QUESTION: Ana where did your journey to become AIESEC’s global president start?
I come from Medellin in Colombia where I was studying product design engineering. Eager to broaden my experience abroad, I was searching for an exchange program when I came across AIESEC. I went to some of their intro talks at my university and found that this Organization could offer me much more than that.
At University I learnt methodologies to create physical products, in AIESEC I have become an engineer of social change, learning to solve complex problems, solutions oriented approaches to developing people and ideas, instead of products.
The kind of ideas that can transform the lives of people.
In AIESEC we stand for cross cultural understanding and it is here where I first learnt how to be the path to collaboration between different people and cultures starts with yourself being authentic and true to your values and and then being able to understand and respect others, and what is important to them.
Q: This sounds wonderful but how easy had this path been for you?
It is not easy at all, in fact it is very hard to learn and master. I have been at it for the last seven years and keep learning, using AIESEC’s cross cultural understanding methodology. I found particularly useful how our leadership model starts with self awareness.
Gaining self awareness, understanding better who you are, before you are able to understand and interact with others and finding / creating common ground. Understanding personal priorities, strengths and weaknesses to then reflect and live of global citizenship with other people with extremely different sets of values and cultural behaviours.
I have been using spaces and opportunities for deeper self awareness, also using some common personality tests to determine the best fit with other people and improve conscious collaboration.
Q: what were some of the main challenges and differences that you encountered along the way?
The challenges started I my own nation and in nations with similar cultures who are used to a last minute, undefined way of working. I have learnt and offer to others ways to become extremely confortable with uncertainty. Very useful as uncertainty surrounds us and is an increasingly predominant trait of our times.
But I also learnt to apply this in extremely rigid and organized cultures, where other kinds of pressures come into play, e.g. getting everything right but and on time without having the information or resources to make that happen.
----
## Directive 1
In the interview with AIESEC's global president, what was Ana studying in Medellin?
## Directive 2
Pick up the interview with AIESEC's global president after its final sentence and carry it on.

## Dataset extract
----
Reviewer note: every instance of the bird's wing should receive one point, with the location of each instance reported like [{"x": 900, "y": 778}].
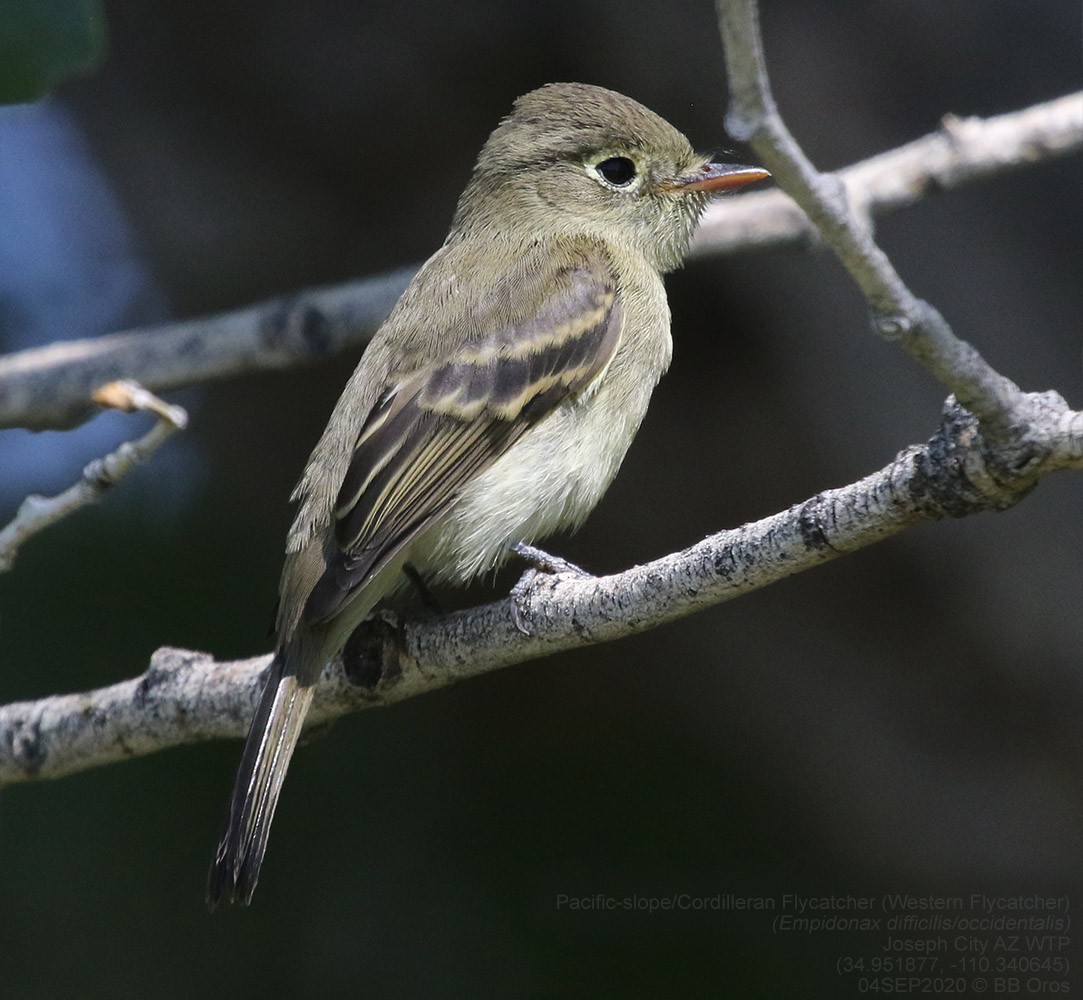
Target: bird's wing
[{"x": 439, "y": 427}]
----
## Task answer 1
Product design engineering.

## Task answer 2
Q: with your background I engineering, being comfortable with uncertainty sounds very challenging, what leadership traits helped you achieve this?
Indeed being comfortable with uncertainty is central to who I am now and to how our teams work. Specially for an engineer like me this is complex but I learnt a key element of this status that helped me and my teams to be successful was trust.
Trust both in yourself and in others to be able to not only cope but be comfortable with uncertainty is fundamental. Operating successfully when not all details are (nor need to be) clear, even if something unplanned happens it is easier to cope with a high level of trust to make things happen.
Q: you also mentioned democracy as an important element of team leadership, what does that imply?
I have experienced and use different elements of democracy in my work in AIESEC. First of all, all leadership positions in AIESEC, local, national and international, are democratically elected.
But there is another underlying element of democracy that resides in our culture: considering that we are a voluntary organization, without formal bosses, without financial incentives, the WHY behind what we are doing is an important element.
No one will do something unless they are driven to do it, either individuals are on board or it is not going to happen.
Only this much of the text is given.